# What this task involves
Render each line of the records below as a JSON list of strings, one string per line, and leave out any blank lines.

————————

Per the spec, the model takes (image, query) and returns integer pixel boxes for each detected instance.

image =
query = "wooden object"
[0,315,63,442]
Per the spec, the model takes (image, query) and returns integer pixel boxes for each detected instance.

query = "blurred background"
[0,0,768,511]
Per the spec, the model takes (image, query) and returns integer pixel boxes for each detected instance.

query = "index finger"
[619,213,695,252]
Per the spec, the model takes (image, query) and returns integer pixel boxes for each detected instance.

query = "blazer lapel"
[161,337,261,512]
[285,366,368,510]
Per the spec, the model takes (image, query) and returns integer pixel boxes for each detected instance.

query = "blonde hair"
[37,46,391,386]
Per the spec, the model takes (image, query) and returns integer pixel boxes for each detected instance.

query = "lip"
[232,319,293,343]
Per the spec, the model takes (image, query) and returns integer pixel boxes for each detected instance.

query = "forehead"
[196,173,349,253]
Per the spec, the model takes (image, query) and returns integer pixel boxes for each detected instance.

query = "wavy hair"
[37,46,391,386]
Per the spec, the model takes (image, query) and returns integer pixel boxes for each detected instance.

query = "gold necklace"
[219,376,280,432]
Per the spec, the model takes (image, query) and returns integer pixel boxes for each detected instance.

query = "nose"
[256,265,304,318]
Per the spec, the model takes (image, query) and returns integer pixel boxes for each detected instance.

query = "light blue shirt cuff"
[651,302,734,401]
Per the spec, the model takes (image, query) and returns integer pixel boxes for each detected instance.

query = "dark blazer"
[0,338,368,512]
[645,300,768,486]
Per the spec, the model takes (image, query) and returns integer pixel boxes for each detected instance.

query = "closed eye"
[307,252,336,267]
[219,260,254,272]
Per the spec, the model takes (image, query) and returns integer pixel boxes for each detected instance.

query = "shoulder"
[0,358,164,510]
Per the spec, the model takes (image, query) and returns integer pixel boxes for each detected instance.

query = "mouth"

————————

# In response
[
  "Per the spec, the model takes (image, query) and returns integer pixel boxes for each detected instance.",
  "image =",
  "query = \"wooden object\"",
  "[0,315,63,442]",
  "Per the spec, the model takes (image, query) and returns integer pixel boxes for each detected instance.",
  "query = \"blurred background\"",
  "[0,0,768,511]",
  "Per the spec, the model takes (image, query) and returns integer pixel boxes for each detected instance.",
  "query = \"index finger\"",
  "[619,213,695,252]",
  "Per the spec, the model takes (image, query) and returns integer pixel boxes for each detected instance.",
  "query = \"blazer lapel\"",
  "[161,337,261,512]",
  "[285,366,368,510]",
  "Per the spec, the model takes (image, query) and returns integer pixel boxes for each detected instance.",
  "query = \"blonde hair\"",
  "[37,46,391,386]",
  "Per the spec, the model takes (image, query) and returns integer pixel boxes for each detected instance.",
  "query = \"lip\"",
  "[232,319,293,343]",
  "Per the spec, the model takes (image, query) and returns integer pixel boxes for each detected instance.",
  "query = \"forehead\"",
  "[196,173,349,253]",
  "Per the spec, the model takes (image, query) and returns integer pixel boxes for each detected instance.",
  "query = \"wavy hair\"",
  "[37,46,391,386]",
  "Per the spec, the model takes (image, query) and returns integer pixel boxes for each detected instance.",
  "query = \"gold necklace\"",
  "[219,376,280,432]",
  "Per the spec, the model takes (image, query) and returns integer pixel boxes for each detected instance.",
  "query = \"nose\"",
  "[256,265,304,318]",
  "Per the spec, the model takes (image, query) and returns integer pixel boxes for each detected instance.",
  "query = \"light blue shirt cuff\"",
  "[651,302,734,401]",
  "Per the spec, the model takes (image, query) and returns integer pixel boxes for each detected instance.",
  "query = \"dark blazer\"",
  "[0,338,368,512]",
  "[645,300,768,486]",
  "Per the spec, the model takes (image, query) and returns integer pixel boxes for each detected instance.",
  "query = \"closed eye\"",
  "[307,252,336,267]",
  "[219,260,254,272]",
  "Per the spec, the model takes (image, query) and returns integer pixel boxes for each detected instance.",
  "query = \"shoulder\"",
  "[0,358,164,510]",
  "Per the spec, the model takes (image, query) and returns integer pixel boxes for each detected instance.",
  "query = \"mouth\""
]